SELECTED PASSAGE:
######

Uterine effects of estrogen plus progestin therapy and raloxifene: adjudicated results from the EURALOX study
Neven, Patrick × Quail, Deborah Lévrier, Marc Aguas, Fernanda Thé, Hok Sien De Geyter, Christian Glant, Michael D Beck, Heike Bosio-LeGoux, Brigitte Schmitt, Henri Hottgenroth, Antje Nickelsen, Thomas #
Obstetrics and gynecology vol:103 issue:5 Pt 1 pages:881-91
OBJECTIVE: To compare the incident rate of abnormal endometrial findings in postmenopausal women receiving treatment with either 60 mg of raloxifene or a continuous combined estrogen plus progestin therapy containing 2 mg of 17 beta-estradiol plus 1 mg of norethisterone acetate for a duration of up to 12 months. METHODS: One thousand eight asymptomatic postmenopausal women with osteoporosis or cardiovascular risk factors with an endometrial thickness of less than 5 mm at baseline participated in this prospective, randomized, double-blind trial that lasted 6 months; 347 of these women also participated in a 6-month extension. Women with repeated bleeding or an increase in endometrial thickness to above 5 mm were subjected to saline-infused sonohysterography or hysteroscopy with biopsy. Sonographic, histologic, and clinical findings were adjudicated by a panel of 4 experts blinded with respect to patients' treatments. All adjudicated patients were grouped into 15 diagnostic categories according to predefined criteria. RESULTS: Three hundred thirty-four women needed adjudication during the core phase, 73 (14.7%) of those taking raloxifene and 261 (50.9%) taking continuous combined estrogen plus progestin therapy (P <.001). Compared with raloxifene, women using continuous combined estrogen plus progestin therapy had significantly higher rates of benign endometrial proliferation (8.8 versus 1.2%, P <.001), endometrial polyps (4.3 versus 2.0%, P =.048), and cystic atrophy (5.5 versus 1.2%, P <.001). CONCLUSION: Women using continuous combined estrogen plus progestin therapy more often have benign endometrial pathology and, in our study, more often required the protocol-specific gynecological follow-up assessments for safety reasons, as compared with those using raloxifene. These findings are of clinical relevance when choosing the most appropriate therapy for postmenopausal health risks such as osteoporosis.

######

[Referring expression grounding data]
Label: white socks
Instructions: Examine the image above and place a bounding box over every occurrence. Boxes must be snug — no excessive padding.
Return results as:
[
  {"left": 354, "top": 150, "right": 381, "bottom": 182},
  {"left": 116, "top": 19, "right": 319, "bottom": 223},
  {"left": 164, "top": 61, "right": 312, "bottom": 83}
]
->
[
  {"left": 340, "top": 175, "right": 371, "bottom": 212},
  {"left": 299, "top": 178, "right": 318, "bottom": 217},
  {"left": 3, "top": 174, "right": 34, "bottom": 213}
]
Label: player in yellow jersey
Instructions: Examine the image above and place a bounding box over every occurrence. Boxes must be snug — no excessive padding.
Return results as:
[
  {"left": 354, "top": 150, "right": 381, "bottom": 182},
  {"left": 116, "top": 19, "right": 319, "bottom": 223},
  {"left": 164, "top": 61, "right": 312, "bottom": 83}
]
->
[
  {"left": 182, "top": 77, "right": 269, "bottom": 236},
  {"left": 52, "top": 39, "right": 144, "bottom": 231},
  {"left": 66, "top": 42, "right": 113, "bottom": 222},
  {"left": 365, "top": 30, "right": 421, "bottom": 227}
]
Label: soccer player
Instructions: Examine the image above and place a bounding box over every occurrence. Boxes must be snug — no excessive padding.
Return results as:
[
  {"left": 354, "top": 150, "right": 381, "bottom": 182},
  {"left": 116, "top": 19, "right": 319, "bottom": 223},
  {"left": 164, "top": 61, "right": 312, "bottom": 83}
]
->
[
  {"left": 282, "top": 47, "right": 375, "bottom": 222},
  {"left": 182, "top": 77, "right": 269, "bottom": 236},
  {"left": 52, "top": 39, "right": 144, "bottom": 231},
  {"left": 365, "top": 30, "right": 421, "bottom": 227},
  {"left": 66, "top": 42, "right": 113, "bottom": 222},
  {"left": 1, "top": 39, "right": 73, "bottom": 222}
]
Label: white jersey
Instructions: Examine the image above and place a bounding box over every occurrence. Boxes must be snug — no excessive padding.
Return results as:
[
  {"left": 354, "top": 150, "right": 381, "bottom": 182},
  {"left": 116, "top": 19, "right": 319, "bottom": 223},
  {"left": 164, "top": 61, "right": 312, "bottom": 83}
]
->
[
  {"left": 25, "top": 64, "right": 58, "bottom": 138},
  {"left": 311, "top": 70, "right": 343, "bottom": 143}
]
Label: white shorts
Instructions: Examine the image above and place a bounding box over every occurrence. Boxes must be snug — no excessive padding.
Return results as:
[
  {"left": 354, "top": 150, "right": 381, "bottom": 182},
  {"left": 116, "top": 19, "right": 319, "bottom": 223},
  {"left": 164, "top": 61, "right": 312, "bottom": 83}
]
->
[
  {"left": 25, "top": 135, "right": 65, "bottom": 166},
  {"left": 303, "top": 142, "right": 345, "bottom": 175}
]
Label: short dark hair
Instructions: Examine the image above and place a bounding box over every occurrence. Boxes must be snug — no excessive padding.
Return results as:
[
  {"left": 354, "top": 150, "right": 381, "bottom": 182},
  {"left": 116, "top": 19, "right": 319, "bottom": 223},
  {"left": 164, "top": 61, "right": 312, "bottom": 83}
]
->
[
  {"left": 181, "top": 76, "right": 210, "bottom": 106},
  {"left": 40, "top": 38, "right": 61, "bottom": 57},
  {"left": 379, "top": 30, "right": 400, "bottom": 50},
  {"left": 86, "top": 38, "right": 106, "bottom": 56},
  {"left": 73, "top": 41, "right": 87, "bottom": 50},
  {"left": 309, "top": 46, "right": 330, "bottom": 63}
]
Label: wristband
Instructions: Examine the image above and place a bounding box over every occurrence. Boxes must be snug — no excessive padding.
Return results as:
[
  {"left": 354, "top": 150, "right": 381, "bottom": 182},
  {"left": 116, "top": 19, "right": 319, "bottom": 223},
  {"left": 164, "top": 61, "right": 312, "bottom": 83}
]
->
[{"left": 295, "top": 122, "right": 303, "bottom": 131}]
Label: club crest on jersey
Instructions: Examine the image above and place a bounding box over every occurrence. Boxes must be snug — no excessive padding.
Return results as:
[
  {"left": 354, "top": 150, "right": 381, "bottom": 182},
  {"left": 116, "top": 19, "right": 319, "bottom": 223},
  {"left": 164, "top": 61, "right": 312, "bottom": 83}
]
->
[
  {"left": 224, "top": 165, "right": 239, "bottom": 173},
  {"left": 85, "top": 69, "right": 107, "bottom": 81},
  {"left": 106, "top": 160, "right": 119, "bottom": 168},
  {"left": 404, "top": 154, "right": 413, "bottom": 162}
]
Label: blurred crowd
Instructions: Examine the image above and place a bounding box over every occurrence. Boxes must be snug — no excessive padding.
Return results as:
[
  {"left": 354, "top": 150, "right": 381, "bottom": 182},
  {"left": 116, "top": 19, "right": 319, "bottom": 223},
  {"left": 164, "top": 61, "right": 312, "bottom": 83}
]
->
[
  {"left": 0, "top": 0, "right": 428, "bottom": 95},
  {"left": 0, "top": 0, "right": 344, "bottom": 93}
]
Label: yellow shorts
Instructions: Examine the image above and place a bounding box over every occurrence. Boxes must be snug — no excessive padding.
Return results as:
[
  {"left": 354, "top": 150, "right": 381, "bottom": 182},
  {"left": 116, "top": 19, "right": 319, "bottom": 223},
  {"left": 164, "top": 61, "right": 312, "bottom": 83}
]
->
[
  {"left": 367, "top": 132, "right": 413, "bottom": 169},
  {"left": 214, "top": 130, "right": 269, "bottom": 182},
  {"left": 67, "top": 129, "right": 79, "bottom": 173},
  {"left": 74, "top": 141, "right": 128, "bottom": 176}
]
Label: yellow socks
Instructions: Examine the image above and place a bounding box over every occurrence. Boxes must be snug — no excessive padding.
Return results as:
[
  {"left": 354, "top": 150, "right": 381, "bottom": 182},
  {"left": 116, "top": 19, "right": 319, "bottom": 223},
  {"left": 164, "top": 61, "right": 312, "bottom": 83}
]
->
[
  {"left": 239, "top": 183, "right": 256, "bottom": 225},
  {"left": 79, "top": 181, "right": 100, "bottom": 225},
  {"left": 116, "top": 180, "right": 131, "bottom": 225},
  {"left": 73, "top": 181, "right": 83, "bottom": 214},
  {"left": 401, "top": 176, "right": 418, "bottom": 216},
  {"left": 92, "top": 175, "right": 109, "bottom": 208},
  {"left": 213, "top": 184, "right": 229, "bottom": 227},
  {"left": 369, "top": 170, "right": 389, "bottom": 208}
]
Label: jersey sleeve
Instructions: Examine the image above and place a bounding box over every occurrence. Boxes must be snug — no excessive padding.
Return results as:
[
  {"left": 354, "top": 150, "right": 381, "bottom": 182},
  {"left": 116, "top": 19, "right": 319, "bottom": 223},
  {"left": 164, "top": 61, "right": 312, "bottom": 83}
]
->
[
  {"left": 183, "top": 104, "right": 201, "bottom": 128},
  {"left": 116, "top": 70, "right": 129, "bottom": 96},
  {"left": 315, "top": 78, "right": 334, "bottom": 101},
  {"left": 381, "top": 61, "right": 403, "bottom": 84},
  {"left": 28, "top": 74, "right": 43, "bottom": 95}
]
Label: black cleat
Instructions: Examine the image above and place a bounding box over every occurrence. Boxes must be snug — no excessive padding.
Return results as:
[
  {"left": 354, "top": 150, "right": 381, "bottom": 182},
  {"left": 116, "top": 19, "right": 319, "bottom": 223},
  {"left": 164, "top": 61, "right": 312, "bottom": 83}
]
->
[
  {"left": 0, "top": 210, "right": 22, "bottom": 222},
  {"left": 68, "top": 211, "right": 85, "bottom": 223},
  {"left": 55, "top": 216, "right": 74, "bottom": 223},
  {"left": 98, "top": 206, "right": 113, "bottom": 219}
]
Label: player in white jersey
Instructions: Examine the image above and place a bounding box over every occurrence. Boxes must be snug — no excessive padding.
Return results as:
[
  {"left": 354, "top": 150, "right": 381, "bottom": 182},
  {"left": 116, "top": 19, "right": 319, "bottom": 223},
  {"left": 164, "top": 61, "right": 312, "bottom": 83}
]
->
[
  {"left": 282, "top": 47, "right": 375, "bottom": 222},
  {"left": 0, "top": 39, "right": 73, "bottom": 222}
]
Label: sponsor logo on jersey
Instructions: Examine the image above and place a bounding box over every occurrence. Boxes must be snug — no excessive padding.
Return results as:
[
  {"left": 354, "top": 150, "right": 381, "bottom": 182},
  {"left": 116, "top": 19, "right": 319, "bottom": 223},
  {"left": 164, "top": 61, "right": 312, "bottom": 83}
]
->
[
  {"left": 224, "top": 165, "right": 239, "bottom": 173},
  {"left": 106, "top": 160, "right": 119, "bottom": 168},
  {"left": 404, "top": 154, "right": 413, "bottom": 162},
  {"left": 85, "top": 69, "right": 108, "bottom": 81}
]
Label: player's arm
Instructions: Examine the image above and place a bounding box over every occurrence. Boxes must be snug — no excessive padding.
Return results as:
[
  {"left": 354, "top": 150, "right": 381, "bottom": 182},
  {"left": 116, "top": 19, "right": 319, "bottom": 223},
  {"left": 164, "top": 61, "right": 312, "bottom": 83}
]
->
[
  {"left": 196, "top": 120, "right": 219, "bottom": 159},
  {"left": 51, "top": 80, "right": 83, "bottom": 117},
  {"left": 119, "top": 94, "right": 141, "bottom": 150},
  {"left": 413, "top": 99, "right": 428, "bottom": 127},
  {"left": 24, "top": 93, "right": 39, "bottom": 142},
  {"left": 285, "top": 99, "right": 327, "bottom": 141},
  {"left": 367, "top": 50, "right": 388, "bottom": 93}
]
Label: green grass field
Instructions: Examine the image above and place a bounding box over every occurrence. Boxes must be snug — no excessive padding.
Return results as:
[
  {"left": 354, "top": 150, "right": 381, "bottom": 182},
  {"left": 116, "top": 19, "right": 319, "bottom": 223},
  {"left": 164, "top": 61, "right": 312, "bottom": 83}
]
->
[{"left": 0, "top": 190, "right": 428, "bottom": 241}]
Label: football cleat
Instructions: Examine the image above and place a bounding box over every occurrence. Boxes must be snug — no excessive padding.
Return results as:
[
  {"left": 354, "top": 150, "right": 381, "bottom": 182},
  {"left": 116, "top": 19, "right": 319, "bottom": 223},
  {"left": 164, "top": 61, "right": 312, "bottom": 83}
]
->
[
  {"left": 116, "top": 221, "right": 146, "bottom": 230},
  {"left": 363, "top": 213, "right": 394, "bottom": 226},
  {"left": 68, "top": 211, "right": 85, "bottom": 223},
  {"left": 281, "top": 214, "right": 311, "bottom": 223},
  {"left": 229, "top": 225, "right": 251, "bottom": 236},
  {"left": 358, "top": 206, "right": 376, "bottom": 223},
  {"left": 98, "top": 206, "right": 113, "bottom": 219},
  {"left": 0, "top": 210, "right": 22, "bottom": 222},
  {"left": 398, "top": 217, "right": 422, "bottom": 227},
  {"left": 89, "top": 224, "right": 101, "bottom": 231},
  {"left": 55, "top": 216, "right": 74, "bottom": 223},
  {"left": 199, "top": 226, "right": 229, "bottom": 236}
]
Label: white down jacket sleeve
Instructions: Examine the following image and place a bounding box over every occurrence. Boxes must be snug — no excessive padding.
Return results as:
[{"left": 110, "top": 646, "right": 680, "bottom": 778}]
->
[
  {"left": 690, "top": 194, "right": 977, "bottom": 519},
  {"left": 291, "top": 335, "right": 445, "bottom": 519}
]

######

WHAT YOU WILL DO:
A: In the EURALOX abstract, how many women taking raloxifene needed adjudication during the core phase?
B: Using the EURALOX abstract, explain why the findings matter when choosing a therapy for postmenopausal health risks such as osteoporosis.
These rows have no connection to the EURALOX abstract.

SOLUTIONS TO THE TASKS:
A: 73 women (14.7%).

B: Compared with women using raloxifene, women using continuous combined estrogen plus progestin therapy more often had benign endometrial pathology. In the study, they also more often required the protocol-specific gynecological follow-up assessments for safety reasons.